··· MATERIAL FOR THIS TASK
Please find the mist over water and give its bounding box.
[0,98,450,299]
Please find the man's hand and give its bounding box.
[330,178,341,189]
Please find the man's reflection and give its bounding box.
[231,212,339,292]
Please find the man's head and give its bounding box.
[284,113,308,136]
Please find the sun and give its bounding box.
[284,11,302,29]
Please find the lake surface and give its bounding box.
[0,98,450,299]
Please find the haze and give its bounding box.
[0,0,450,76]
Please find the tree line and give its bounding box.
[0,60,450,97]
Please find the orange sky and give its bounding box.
······
▶ **WHAT YOU NEED TO DO**
Please rewrite every item above, swapping "the man's" for "the person's" and changing nothing else.

▶ **THE REPLY**
Please find the mist over water and give its bounding box.
[0,98,450,299]
Please find the person's hand and give its bounding box.
[330,178,341,189]
Please find the person's reflection and give its bounding box.
[231,212,339,292]
Please find the person's head and give its bounding box.
[284,113,308,136]
Please find the sun and give its bounding box.
[284,11,302,29]
Please find the lake surface and give its bounding box.
[0,98,450,299]
Please find the haze and give its bounding box.
[0,0,450,76]
Please find the tree line and give its bounding box.
[0,60,450,97]
Please find the orange sky and give its bounding box.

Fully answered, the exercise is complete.